- [SUPPLIED RECORDS]:

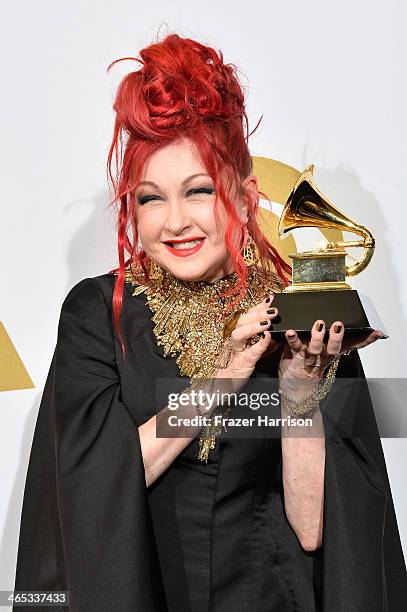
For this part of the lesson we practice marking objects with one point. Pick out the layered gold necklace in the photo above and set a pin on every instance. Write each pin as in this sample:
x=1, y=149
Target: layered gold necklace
x=190, y=320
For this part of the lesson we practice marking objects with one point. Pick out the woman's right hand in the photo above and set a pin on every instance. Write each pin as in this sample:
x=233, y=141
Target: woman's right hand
x=242, y=363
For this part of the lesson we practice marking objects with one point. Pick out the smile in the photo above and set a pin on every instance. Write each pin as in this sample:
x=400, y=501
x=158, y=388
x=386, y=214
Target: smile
x=183, y=249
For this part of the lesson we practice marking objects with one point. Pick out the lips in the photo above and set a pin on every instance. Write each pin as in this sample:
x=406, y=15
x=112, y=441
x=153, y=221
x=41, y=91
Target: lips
x=187, y=251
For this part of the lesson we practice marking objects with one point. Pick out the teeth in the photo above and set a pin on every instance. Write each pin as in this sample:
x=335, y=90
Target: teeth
x=186, y=245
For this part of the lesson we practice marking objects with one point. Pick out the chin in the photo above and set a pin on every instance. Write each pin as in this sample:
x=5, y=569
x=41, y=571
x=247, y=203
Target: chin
x=190, y=272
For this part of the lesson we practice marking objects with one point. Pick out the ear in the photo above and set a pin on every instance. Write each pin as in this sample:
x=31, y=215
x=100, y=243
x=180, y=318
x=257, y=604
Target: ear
x=250, y=185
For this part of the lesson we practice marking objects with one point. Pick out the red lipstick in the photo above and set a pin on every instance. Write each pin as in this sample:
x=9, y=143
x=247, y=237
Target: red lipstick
x=185, y=252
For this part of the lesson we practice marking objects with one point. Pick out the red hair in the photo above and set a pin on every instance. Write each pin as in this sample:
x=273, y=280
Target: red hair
x=184, y=90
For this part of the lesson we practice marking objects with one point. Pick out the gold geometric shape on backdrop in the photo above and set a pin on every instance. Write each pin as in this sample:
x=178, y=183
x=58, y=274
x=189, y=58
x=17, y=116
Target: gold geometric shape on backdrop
x=13, y=374
x=276, y=180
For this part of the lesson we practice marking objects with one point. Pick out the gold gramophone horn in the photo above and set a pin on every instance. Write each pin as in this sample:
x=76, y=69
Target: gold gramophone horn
x=306, y=206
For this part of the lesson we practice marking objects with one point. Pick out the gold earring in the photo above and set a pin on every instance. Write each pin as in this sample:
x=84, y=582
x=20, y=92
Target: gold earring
x=155, y=271
x=249, y=253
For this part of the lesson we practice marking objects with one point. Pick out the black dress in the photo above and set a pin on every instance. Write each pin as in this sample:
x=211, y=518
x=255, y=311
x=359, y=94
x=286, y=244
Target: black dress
x=204, y=537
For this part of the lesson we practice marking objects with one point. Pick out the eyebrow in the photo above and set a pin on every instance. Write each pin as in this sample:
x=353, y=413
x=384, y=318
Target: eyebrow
x=189, y=178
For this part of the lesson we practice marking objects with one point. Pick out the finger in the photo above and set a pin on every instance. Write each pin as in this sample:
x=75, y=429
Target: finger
x=252, y=353
x=336, y=333
x=293, y=340
x=259, y=310
x=247, y=330
x=316, y=344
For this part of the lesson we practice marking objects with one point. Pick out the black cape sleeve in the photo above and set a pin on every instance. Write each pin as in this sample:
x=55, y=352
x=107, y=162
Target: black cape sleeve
x=360, y=565
x=85, y=524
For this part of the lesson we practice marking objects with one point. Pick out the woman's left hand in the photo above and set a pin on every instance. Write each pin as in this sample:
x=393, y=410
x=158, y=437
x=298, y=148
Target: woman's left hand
x=309, y=359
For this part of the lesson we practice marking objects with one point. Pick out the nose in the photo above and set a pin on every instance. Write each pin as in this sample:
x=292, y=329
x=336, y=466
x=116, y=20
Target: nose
x=177, y=219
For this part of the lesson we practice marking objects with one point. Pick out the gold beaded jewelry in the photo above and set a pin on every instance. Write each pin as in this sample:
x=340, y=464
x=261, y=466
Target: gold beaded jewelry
x=249, y=252
x=190, y=326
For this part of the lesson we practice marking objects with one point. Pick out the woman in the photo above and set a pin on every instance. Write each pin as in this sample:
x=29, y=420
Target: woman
x=125, y=519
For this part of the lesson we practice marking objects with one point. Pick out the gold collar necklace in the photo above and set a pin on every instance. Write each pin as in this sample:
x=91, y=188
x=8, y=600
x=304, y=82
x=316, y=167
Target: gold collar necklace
x=189, y=322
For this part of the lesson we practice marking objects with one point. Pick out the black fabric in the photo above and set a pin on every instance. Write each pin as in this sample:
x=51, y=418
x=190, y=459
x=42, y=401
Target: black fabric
x=204, y=537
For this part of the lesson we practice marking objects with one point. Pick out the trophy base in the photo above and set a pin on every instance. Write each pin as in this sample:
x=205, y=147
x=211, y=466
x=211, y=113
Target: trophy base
x=300, y=310
x=321, y=286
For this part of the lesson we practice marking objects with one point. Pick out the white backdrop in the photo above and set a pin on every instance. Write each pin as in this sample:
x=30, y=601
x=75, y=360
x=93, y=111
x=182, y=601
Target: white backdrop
x=329, y=78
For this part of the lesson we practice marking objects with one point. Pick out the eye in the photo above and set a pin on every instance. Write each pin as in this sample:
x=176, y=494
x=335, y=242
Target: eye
x=208, y=190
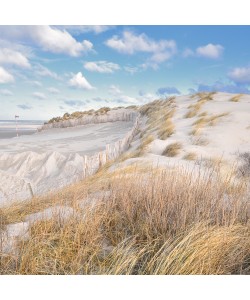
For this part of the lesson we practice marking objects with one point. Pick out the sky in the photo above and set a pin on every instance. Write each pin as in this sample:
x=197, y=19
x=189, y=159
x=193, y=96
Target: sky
x=46, y=71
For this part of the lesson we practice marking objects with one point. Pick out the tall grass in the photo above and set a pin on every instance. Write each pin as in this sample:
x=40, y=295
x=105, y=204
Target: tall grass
x=158, y=222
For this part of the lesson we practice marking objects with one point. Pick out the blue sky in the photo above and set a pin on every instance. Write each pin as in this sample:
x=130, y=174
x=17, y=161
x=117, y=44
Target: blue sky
x=46, y=71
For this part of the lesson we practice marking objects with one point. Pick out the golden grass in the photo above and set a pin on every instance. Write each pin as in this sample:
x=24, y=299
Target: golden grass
x=236, y=98
x=190, y=156
x=166, y=130
x=144, y=144
x=172, y=149
x=153, y=222
x=200, y=141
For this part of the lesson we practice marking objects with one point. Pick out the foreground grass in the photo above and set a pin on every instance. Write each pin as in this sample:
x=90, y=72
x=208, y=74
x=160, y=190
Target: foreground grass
x=152, y=222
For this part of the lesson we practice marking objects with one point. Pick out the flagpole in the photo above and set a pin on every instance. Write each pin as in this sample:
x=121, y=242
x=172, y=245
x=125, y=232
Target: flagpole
x=16, y=125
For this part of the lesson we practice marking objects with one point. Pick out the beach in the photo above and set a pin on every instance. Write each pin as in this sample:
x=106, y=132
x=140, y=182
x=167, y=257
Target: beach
x=24, y=127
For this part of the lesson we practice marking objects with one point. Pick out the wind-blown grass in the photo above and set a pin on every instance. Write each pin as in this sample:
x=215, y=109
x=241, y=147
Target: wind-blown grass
x=152, y=222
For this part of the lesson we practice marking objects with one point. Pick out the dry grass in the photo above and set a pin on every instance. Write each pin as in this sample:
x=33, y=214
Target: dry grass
x=236, y=98
x=144, y=144
x=190, y=156
x=166, y=130
x=200, y=141
x=172, y=149
x=164, y=222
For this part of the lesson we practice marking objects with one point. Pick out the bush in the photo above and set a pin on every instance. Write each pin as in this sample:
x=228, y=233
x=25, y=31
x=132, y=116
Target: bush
x=172, y=149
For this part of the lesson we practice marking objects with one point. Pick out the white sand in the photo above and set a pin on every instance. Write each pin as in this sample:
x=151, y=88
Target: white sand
x=51, y=159
x=225, y=140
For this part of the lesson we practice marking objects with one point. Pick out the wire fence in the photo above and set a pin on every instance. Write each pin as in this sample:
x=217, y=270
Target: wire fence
x=91, y=164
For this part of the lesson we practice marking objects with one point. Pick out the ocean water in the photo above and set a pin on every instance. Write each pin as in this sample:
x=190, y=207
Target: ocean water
x=24, y=127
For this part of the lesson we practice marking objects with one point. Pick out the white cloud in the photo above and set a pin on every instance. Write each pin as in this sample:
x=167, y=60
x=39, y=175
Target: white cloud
x=79, y=81
x=59, y=41
x=131, y=70
x=131, y=43
x=45, y=72
x=78, y=29
x=101, y=66
x=39, y=96
x=188, y=52
x=210, y=51
x=6, y=93
x=12, y=57
x=35, y=83
x=53, y=90
x=5, y=77
x=48, y=38
x=240, y=75
x=114, y=90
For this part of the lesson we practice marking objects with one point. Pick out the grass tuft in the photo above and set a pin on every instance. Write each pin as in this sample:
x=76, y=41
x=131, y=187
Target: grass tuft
x=172, y=149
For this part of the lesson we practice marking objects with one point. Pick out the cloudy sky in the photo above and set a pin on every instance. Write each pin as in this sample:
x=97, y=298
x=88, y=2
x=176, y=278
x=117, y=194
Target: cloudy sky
x=46, y=71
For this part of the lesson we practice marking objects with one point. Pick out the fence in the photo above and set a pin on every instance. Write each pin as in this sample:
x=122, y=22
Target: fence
x=91, y=165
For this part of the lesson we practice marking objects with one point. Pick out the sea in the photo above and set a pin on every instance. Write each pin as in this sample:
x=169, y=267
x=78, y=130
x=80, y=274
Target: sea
x=24, y=127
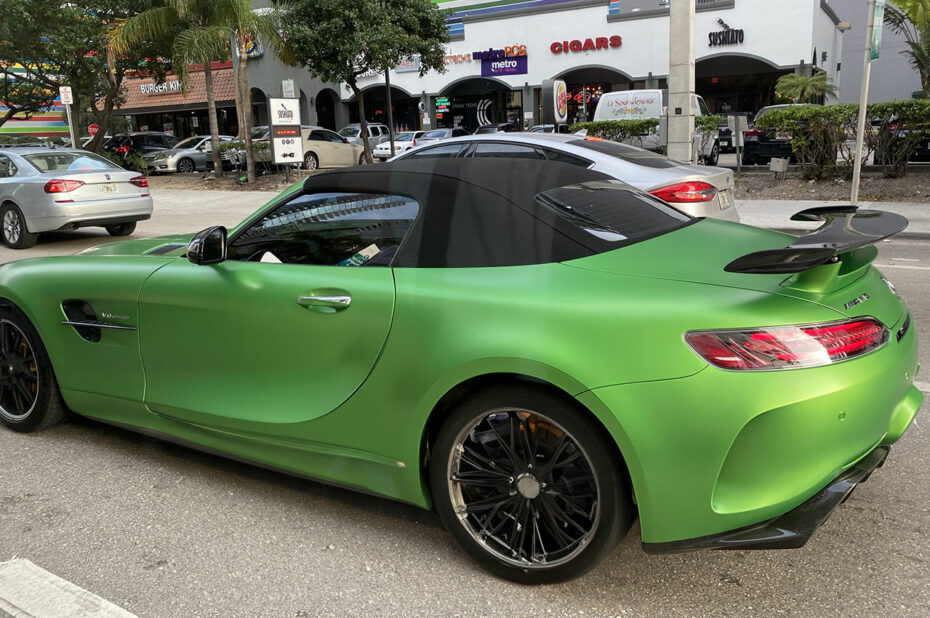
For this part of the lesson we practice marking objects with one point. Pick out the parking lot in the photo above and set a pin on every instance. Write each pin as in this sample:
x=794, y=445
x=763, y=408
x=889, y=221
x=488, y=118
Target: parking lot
x=164, y=531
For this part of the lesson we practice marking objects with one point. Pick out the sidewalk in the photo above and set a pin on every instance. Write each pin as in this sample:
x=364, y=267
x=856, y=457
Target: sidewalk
x=776, y=214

- [EXERCISE GOAL]:
Reproduce word for word the material above, starting with the line that has "x=292, y=329" and stopping after the line that has "x=261, y=466".

- [ANSWER SECTION]:
x=292, y=329
x=336, y=466
x=116, y=20
Target: nose
x=177, y=219
For this part of the lesson we practice marking objects with one point. Pick out the gold beaded jewelry in the photo above and set a pin on every instance. Write each pin as in this sample:
x=340, y=464
x=261, y=466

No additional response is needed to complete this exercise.